- **What needs to be done**
Among the lines of the entries below, count those containing the word "barrier" and answer with the number only.

- **Provided entries**
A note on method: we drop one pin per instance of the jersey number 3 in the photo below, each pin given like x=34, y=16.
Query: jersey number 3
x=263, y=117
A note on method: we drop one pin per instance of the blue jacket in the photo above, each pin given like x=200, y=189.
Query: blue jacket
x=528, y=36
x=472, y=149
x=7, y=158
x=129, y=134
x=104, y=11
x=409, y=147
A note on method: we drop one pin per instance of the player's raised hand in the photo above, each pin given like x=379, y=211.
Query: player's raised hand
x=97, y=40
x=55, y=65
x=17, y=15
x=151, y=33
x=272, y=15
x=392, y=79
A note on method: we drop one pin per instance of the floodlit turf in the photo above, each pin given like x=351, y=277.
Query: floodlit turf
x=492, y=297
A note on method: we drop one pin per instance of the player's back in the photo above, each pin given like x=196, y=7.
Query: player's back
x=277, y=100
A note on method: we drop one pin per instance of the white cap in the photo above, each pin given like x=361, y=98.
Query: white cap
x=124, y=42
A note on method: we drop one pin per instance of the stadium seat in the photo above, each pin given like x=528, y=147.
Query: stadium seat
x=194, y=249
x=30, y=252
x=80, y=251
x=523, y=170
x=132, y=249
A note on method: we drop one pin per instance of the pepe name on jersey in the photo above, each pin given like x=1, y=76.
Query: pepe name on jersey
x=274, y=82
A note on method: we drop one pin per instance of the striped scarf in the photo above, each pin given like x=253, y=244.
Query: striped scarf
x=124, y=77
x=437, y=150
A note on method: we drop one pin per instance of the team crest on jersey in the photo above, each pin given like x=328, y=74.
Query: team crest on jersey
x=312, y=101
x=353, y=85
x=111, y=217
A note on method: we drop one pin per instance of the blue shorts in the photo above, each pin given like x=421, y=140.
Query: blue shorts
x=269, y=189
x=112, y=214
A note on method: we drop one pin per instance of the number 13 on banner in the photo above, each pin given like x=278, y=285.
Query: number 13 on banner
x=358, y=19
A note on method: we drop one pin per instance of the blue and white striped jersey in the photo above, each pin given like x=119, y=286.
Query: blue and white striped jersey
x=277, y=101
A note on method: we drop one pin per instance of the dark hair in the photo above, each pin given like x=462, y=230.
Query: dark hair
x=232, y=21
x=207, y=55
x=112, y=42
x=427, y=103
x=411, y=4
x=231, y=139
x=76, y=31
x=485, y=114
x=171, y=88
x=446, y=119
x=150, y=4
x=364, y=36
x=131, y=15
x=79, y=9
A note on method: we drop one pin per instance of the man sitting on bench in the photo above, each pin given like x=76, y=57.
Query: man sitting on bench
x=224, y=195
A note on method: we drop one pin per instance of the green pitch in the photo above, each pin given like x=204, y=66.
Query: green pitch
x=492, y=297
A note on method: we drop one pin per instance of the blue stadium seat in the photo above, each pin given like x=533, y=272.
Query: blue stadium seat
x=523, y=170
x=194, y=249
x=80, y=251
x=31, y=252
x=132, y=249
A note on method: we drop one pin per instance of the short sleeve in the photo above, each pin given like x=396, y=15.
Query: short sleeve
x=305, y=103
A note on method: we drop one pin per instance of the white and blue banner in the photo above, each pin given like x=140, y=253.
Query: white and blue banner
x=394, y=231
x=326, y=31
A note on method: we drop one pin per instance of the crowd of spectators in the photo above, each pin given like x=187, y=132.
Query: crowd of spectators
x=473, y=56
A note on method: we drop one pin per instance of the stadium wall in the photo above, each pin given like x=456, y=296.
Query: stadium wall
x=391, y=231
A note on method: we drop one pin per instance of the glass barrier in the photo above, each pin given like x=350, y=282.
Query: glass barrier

- **Solution for this task**
2